Object position labeling entries:
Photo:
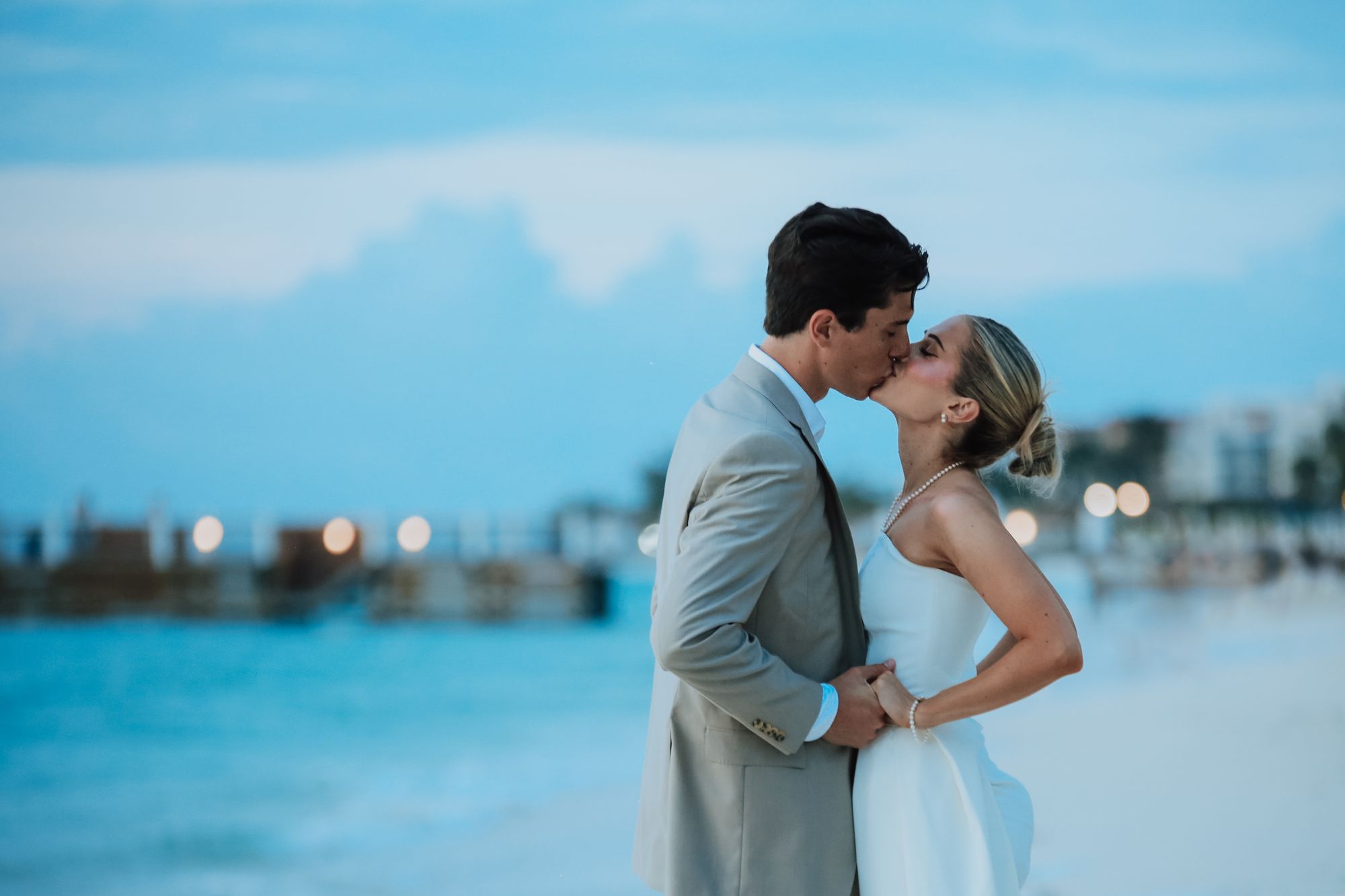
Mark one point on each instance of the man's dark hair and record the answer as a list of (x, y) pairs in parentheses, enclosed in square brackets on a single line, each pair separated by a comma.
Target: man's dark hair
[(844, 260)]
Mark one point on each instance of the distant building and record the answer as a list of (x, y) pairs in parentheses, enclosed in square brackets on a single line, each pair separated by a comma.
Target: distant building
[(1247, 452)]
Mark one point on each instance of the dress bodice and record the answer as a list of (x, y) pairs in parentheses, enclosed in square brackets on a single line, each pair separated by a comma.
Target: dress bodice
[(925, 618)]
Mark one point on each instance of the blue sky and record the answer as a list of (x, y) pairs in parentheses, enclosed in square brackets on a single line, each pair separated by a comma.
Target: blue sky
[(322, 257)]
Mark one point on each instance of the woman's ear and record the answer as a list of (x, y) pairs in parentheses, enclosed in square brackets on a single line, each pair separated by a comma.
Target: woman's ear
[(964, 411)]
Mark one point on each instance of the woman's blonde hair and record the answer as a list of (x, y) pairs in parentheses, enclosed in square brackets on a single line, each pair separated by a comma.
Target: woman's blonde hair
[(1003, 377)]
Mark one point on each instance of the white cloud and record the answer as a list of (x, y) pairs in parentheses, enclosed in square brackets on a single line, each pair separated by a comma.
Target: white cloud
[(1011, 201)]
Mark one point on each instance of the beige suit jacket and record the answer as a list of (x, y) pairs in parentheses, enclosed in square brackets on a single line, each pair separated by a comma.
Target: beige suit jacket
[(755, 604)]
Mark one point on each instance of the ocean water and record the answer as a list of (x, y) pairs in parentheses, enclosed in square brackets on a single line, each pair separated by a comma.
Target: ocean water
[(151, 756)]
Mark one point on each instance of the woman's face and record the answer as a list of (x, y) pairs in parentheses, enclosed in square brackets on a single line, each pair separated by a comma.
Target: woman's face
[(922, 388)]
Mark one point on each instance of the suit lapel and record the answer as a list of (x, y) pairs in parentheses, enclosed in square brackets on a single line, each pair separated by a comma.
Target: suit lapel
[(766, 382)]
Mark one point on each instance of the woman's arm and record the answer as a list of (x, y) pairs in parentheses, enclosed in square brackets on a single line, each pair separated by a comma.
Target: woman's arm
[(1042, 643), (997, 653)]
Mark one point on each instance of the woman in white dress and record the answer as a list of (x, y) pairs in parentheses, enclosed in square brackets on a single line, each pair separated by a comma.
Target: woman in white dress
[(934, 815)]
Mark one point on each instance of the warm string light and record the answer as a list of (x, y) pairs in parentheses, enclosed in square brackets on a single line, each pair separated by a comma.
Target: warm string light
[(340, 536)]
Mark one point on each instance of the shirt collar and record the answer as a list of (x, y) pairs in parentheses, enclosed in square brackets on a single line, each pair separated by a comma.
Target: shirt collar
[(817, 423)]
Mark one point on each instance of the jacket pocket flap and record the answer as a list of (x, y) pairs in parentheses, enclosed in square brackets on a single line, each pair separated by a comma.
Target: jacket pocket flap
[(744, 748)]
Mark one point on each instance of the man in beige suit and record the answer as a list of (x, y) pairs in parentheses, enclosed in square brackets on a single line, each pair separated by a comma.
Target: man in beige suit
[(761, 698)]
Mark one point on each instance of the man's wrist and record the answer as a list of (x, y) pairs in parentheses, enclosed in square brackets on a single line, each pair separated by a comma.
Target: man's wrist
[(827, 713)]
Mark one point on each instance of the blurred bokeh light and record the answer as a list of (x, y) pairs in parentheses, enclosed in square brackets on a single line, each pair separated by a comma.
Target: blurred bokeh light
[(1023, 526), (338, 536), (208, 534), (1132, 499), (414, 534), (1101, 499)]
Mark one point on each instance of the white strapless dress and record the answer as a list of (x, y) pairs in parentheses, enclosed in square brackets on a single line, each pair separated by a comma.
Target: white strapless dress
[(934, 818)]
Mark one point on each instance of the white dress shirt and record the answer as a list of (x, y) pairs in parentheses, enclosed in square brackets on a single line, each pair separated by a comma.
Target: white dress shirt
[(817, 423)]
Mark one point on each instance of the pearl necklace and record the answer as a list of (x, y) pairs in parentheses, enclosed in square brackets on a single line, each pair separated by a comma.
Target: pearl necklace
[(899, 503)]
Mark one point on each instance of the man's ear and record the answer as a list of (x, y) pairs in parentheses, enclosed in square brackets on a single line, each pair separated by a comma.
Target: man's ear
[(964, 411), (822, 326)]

*WHAT IS NEEDED*
Reproduce every line of the entries above word for word, leaving out the pictures.

*EXPECTED ANSWER*
Photo:
Mark one point on each instance of the man's dark hair and record the answer as a list of (x, y) pairs in parentheses, enclosed in square brackets on a single line, each pair separated by a comma.
Target: man's dark hair
[(844, 260)]
Mark one point on each instance of the distant building and record the answer as a list of (x, y) pairs in parentheses, enclosed in square brackets on a single line, each pair separated by a comma.
Target: distant building
[(1247, 452)]
Mark one point on each instance of the dress bodice and record the answer as a list of (x, y) pairs in parentheses, enclosed in square brackets on a single line, each pair separated by a comma.
Target: dress bodice
[(925, 618)]
Mark one point on each instance of the blue sky and record the answer as a list of (x, y) pairs in parentheses, enclosed in square brackets on a single line, each pair separated by a comma.
Target: blue sky
[(322, 257)]
Mark one point on each instance of the woman's ear and record the answer as a list of (x, y) pairs in parentheses, enclosed in square brackets on a single line, each pair separated by a comma.
Target: woman's ear
[(964, 411)]
Mark one point on each instance of the woman's blonde hair and record the answer as a list of (x, y) pairs in parentheses, enclosed in square brackets on a single line, each pair separated by a comma.
Target: woman's blonde hair
[(1003, 377)]
Mark one point on each instance of the white cloud and record the answer as a list of (x, y) pairs in parentheses, enclosed in square brackets on a single line, each pair separated by a comma.
Target: white cloud
[(1011, 201)]
Mark one point on each instance of the beige suit jacket and record the answer as a list of (x, y) pairs in parentheses, enclosed in square brackets on a single line, each pair separated by a comma.
Target: beige suit jacket
[(755, 604)]
Mark one point on each instance of the ocean water and record the answer as a list of (x, y) pairs in parentheses, enclosed in square brackets on a single line, each pair separated by a comma.
Target: ocean water
[(151, 756)]
Mark one point on each instance of the woman's face and record the answer as a list of (x, y) pairs in parentheses, enclosed in square brackets on a single line, each pair separated by a comma.
Target: woman's face
[(922, 388)]
Mark one point on each instance of the suit lapel and record the answer as a list of (x, y) pairs in parentheses, enclosed in square brackets on a single line, each pair separated by a comma.
Target: suit lapel
[(766, 382)]
Mark one point on each instance of the woman's arm and record the answer as a list of (x, y) pairs in parentheses, enclosed in square brackets on a single line, each pair separated by a comma.
Target: woman's arm
[(1042, 643), (997, 653)]
Mark one point on each instance of the woman in white dress and record the answer as a list of (x, y) pairs in parentheses, enclosed in square brackets on a single line, each pair separated by a comma.
Target: woman in white dress
[(934, 815)]
Mark one point on each instance of the warm string light and record the answer as a list of (x, y) pairs in parentheses, enclosed in square brackets on a single line, each pair separated by a comma.
Target: warm string light
[(340, 536)]
Mark one point on each instance of the shirt collar and record the answer as a list of (x, y) pairs in parentheses, enclosed in square brackets on a single line, each pair separated by a comma.
Target: shirt collar
[(817, 423)]
Mark one point on each instance of the jacket pocket flap and record the answer as a list of (x, y) pairs in parentheses, enclosed in square brackets on a single line, each pair separated by a comma.
Target: jacket pocket flap
[(744, 748)]
Mark one point on each instance of the man in beige suit and record the answer as a list of (x, y) pairs in parentheses, enclosed in square brackets on a single line, each pair separated by a comma.
Target: man in beige suit
[(761, 698)]
Mark one point on each instance of the man's wrist and record the answer as a list of (x, y) pairs in parentheses, enclosed in square brackets on a single line, each pair separated by a comma.
Target: man's wrist
[(827, 713)]
Mark one point on each instance of the blurred bokeh light and record the answer as a list of (x, y) pairs in parentheses, enclosed in square brackets on a single line, each pair separated by a comma.
Target: blurred bokeh light
[(1023, 526), (338, 536), (208, 534), (1132, 499), (414, 534), (1101, 499)]
Mark one point on each instance of the white strapless dress and record the answer as a list of (x, y) pairs in parentheses, enclosed in square brackets on a single line, each pair separated by a comma.
Target: white strapless dress
[(934, 818)]
Mark one point on each instance of the white dress shirt and record the answer as a list of (x, y) pairs in parentheses, enclosed in square brackets on a single line, each pair separated by a comma.
Target: white dress shirt
[(817, 423)]
Mark one point on each instance of the pearl necklace and record the answer as a list of (x, y) pairs in parentheses, enclosed in square brackets on a single line, each pair separated by a comma.
Target: pearl necklace
[(899, 503)]
Mark one point on each instance of the man's ear and record the answer as a list of (x, y) pairs in parentheses, enclosed in square brackets on a single line, each pair separated by a comma.
Target: man's ear
[(964, 411), (822, 326)]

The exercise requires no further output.